### What to work on
Find "Where can the man in striped" in the records that follow; print that line and each subsequent line through the last one, verbatim and with nothing added.

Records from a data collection

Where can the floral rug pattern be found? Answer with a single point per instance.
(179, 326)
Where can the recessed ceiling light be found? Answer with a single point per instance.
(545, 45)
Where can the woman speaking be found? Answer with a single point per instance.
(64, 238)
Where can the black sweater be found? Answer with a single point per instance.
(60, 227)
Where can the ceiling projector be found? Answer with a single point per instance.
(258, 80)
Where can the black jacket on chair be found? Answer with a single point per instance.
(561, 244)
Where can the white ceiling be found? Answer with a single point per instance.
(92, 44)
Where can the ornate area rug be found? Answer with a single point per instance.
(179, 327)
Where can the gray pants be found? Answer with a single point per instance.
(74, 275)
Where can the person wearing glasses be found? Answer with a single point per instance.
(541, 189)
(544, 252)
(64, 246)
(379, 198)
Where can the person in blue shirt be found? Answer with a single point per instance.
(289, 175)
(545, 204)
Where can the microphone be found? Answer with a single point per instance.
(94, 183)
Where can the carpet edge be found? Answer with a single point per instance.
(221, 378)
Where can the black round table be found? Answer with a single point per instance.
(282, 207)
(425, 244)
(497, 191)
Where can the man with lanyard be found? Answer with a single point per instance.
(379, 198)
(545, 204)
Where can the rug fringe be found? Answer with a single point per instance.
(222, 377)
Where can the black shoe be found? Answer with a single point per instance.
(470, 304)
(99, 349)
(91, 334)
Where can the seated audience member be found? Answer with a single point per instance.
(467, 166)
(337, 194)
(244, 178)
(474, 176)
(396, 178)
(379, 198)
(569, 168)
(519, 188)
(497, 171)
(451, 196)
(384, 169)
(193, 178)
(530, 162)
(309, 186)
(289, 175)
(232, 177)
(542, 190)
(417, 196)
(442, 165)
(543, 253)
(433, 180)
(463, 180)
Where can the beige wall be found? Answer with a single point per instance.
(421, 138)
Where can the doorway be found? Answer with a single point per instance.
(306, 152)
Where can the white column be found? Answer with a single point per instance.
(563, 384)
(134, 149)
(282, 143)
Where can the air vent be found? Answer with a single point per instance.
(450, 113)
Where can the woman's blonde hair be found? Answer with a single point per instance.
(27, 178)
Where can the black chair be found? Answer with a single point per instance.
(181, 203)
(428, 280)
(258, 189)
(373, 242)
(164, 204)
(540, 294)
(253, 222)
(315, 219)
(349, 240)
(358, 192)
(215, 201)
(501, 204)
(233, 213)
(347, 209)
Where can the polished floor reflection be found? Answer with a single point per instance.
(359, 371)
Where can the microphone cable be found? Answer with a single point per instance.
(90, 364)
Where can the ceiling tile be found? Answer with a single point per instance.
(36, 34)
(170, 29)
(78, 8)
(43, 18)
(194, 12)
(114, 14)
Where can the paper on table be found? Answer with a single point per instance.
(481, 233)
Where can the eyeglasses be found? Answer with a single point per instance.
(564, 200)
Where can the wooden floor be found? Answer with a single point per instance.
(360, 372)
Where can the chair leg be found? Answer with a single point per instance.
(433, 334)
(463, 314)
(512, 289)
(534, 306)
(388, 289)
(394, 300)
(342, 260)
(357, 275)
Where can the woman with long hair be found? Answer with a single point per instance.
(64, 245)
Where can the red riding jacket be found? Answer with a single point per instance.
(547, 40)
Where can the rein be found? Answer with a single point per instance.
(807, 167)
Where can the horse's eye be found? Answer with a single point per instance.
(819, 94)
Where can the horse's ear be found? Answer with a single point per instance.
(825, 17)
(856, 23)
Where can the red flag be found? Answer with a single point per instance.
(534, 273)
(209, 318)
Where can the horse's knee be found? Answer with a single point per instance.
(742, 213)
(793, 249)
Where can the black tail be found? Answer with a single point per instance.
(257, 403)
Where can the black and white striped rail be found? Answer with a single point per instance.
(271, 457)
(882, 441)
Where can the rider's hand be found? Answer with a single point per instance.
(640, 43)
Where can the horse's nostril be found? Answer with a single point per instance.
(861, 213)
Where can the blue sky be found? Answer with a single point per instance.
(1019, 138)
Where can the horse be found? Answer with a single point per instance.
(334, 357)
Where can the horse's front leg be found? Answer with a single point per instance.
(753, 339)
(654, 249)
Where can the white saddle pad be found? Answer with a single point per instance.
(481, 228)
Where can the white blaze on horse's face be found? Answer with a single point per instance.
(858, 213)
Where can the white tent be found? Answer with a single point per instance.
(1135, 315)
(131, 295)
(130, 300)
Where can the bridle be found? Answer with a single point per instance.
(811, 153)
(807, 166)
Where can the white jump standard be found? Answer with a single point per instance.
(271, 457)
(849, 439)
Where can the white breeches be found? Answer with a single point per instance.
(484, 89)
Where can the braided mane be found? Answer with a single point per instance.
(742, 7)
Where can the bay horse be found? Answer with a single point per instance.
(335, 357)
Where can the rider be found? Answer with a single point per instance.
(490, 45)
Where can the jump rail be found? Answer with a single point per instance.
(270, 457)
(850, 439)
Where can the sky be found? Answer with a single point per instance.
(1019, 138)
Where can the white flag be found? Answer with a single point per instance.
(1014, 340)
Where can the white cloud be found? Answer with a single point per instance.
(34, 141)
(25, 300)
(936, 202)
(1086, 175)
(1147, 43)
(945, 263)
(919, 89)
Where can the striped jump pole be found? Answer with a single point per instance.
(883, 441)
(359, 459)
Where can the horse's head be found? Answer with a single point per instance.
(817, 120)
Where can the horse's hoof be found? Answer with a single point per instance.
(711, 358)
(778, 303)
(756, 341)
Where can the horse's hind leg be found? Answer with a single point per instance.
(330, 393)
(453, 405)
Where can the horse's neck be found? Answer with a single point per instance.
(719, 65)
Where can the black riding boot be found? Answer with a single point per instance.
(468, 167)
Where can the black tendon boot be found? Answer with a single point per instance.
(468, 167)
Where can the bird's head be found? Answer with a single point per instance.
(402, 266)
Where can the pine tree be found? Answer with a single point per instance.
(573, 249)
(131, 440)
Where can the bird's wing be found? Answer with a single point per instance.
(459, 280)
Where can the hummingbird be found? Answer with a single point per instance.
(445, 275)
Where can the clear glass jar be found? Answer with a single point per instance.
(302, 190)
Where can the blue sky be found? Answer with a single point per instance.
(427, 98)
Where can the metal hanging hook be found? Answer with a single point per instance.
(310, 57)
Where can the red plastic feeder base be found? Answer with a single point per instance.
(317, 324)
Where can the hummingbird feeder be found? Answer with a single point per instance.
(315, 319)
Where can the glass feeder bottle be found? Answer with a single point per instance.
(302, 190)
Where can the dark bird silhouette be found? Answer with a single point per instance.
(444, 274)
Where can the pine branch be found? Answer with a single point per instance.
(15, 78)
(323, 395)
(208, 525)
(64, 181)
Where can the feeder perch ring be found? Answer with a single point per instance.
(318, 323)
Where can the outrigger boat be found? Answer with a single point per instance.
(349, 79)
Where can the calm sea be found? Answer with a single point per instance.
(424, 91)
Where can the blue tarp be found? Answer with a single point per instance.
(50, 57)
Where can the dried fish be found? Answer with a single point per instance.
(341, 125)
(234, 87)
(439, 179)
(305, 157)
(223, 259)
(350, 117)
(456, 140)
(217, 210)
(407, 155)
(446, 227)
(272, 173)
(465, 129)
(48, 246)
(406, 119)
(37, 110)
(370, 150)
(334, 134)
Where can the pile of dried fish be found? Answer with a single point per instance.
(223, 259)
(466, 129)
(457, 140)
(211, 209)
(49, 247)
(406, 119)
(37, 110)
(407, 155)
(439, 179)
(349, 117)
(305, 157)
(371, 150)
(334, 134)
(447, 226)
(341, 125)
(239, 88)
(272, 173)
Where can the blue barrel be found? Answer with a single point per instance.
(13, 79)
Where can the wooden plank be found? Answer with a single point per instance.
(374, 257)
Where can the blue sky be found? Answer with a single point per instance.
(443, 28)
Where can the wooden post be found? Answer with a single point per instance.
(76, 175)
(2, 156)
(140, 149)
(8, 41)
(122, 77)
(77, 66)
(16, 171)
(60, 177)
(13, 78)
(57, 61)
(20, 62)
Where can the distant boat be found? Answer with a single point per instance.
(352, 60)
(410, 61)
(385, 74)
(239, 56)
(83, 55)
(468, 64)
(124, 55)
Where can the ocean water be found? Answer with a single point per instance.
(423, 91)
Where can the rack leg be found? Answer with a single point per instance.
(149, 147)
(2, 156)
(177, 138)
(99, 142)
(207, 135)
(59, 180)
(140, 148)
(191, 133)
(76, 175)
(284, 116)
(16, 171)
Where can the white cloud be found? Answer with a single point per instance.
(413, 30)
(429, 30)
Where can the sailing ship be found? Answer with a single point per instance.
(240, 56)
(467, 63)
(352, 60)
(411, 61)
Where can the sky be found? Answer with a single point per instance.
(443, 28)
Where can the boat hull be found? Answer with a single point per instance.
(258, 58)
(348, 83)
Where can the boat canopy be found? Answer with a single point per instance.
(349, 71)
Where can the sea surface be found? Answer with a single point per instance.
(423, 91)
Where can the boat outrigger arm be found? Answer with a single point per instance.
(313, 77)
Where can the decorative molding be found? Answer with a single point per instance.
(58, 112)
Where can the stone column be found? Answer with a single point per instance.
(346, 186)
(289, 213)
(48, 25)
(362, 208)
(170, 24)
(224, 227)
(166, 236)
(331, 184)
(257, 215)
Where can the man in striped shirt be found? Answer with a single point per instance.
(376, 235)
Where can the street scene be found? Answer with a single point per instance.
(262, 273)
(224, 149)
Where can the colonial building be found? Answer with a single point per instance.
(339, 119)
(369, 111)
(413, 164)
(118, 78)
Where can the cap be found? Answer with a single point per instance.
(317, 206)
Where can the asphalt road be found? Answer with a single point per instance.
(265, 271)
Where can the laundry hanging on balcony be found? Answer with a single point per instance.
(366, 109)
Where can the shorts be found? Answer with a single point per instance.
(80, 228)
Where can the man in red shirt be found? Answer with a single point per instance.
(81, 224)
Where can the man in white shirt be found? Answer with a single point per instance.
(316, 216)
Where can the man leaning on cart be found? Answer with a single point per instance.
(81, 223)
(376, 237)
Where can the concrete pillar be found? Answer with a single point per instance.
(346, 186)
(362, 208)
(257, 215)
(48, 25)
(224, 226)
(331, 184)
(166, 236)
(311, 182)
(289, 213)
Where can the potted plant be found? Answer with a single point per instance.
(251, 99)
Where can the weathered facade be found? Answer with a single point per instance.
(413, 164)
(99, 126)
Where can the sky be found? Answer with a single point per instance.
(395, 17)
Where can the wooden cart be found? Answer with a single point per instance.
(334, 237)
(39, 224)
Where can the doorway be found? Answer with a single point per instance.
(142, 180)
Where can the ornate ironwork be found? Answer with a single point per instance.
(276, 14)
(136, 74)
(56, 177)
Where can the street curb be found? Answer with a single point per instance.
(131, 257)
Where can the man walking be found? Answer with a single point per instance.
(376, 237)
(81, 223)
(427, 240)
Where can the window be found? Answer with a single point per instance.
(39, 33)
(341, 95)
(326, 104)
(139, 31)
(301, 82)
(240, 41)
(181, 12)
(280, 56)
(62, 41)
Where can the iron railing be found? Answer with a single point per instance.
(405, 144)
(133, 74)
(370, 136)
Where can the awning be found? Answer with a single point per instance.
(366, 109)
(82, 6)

### Response below
Where can the man in striped shirt be found? Answer with a single point per instance.
(376, 235)
Where can the street scene be found? Answer with a single point per instance.
(262, 273)
(224, 149)
Where can the colonial building be found? Answer with a single point per instance.
(339, 119)
(369, 111)
(413, 164)
(118, 78)
Where can the cap be found? Answer with a single point per instance.
(317, 206)
Where can the asphalt road be found? Answer with a single point per instance.
(265, 271)
Where can the laundry hanging on balcony be found? Answer with a single point per instance.
(366, 109)
Where can the shorts be found? Answer with a single point per instance.
(80, 228)
Where can the man in red shirt be found? Answer with a single point per instance.
(81, 224)
Where can the man in white shirt be found? Answer with a single point per instance.
(316, 216)
Where can the man leaning on cart be found? Answer with a single point per instance.
(81, 223)
(376, 237)
Where can the concrete pillar be found? Answer with a single point per instance.
(346, 186)
(362, 208)
(257, 215)
(48, 25)
(224, 226)
(331, 184)
(166, 236)
(311, 182)
(289, 213)
Where can the potted plant be found? Answer with a single point per instance.
(251, 99)
Where can the weathered facade be found? Answer with a single point per instance.
(413, 164)
(99, 126)
Where can the sky be found? Answer with a single point per instance.
(395, 17)
Where can the wooden cart be found? Answer with a single point per instance.
(334, 237)
(39, 224)
Where can the doorway be found? Answer with a single point per instance.
(142, 180)
Where can the ornate ironwork be found? Answer with a single point per instance.
(276, 14)
(136, 74)
(56, 177)
Where can the street curb be found? Answer with a single point per instance.
(131, 257)
Where can the man walking be found? Answer with a single point per instance.
(376, 237)
(81, 223)
(427, 240)
Where can the window be found? Answer with a single point per instance.
(39, 33)
(341, 95)
(326, 104)
(139, 31)
(301, 82)
(240, 41)
(181, 12)
(280, 56)
(62, 41)
Where can the iron railing be found? Answer with a single point per instance.
(405, 144)
(133, 74)
(370, 136)
Where can the awning be found? Answer with a single point per instance.
(366, 109)
(82, 6)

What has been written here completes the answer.